**Your assignment**
Exactly as they stand, the data below are to be printed again.

++++ Data provided

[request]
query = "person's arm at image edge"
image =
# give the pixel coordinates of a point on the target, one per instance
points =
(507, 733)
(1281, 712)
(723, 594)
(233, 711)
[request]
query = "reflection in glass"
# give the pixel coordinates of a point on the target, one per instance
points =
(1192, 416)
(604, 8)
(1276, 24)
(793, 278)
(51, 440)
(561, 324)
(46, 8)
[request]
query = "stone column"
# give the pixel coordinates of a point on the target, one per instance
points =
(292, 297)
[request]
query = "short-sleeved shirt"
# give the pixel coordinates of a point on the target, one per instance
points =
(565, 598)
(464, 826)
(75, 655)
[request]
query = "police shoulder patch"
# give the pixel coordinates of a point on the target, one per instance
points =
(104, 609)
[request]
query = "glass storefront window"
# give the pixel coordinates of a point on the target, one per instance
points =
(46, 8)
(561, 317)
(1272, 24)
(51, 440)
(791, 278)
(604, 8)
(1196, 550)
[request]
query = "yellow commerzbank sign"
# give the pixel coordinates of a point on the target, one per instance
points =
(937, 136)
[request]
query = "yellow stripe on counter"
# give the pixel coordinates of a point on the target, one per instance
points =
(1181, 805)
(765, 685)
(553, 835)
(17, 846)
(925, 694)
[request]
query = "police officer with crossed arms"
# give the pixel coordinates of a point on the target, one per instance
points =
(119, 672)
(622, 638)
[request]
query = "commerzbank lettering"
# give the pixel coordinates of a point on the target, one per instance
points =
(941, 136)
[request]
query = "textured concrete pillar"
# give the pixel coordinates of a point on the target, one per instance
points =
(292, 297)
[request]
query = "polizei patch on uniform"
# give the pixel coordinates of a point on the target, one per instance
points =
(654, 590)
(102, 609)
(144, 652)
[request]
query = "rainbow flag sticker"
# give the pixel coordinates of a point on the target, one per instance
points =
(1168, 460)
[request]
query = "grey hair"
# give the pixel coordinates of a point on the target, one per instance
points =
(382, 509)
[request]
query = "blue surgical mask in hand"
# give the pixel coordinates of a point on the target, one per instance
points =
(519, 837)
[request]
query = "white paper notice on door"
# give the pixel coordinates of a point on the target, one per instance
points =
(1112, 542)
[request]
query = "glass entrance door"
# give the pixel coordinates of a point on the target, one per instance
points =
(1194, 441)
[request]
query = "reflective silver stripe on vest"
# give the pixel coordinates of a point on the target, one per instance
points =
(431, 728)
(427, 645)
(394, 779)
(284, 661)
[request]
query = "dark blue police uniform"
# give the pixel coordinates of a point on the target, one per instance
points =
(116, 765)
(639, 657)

++++++++

**Task response**
[request]
query = "person's arm at image edge"
image =
# give the pixel coordinates of a point on the target, one per instance
points =
(507, 733)
(1281, 712)
(723, 594)
(233, 711)
[request]
query = "reflection in glass"
# give the pixel coordinates of a point on the target, one per instance
points =
(1192, 416)
(604, 8)
(1276, 24)
(793, 278)
(51, 440)
(561, 324)
(46, 8)
[request]
query = "stone column"
# give the pixel coordinates of a point on the target, one per instance
points =
(292, 297)
[request]
query = "short-sleeved shirt"
# give the pixel coordinates of a point on the target, one per instance
points =
(565, 598)
(464, 826)
(75, 655)
[request]
query = "police shoulder patch"
# give the pixel coordinates of a point on the target, one per instance
points =
(104, 609)
[request]
query = "glass storefront window"
# give the pixel coordinates of a point on the target, one per instance
points =
(46, 8)
(561, 317)
(1272, 24)
(51, 440)
(791, 278)
(604, 8)
(1196, 550)
[request]
query = "yellow commerzbank sign"
# give the pixel coordinates of a point on the target, one per instance
points =
(937, 136)
[request]
query = "yellow stripe on counter"
# give the pixel coordinates of a point on the target, one per instance
points =
(1181, 805)
(765, 685)
(553, 835)
(17, 846)
(925, 694)
[request]
query = "police officer with crossed arms"
# give the pixel coordinates of a point on the target, one per instance
points =
(119, 672)
(622, 638)
[request]
query = "commerzbank lettering"
# give the pixel coordinates of a point on the target, one per instance
points =
(941, 136)
[request]
query = "textured concrete pillar"
# give the pixel coordinates of a point on the target, one per instance
points =
(292, 297)
[request]
query = "polizei patch on uniform"
# give the pixel coordinates of a point on the target, one per instance
points =
(654, 590)
(102, 609)
(144, 652)
[request]
query = "rainbow flag sticker"
# give the pixel coordinates of a point on the target, one per instance
points =
(1168, 460)
[request]
query = "grey hair"
# give the pixel coordinates of a point on the target, one per instance
points =
(382, 509)
[request]
query = "blue surgical mask in hand"
# give the pixel coordinates of a point on the target, one per instance
points =
(519, 837)
[request]
query = "white paper notice on door"
# give the pixel coordinates of a point on the target, one per instance
points =
(1112, 542)
[request]
query = "glass entrance door"
# give the pixel coordinates of a point on the target, one per instance
points =
(1194, 441)
[request]
query = "reflective silver stripe on vest"
# give the pixel coordinates of a point on the target, one per instance
points =
(431, 728)
(427, 645)
(394, 779)
(284, 661)
[request]
query = "dark blue police uniform"
# give the pixel coordinates of a point on the target, one per instance
points =
(116, 765)
(639, 657)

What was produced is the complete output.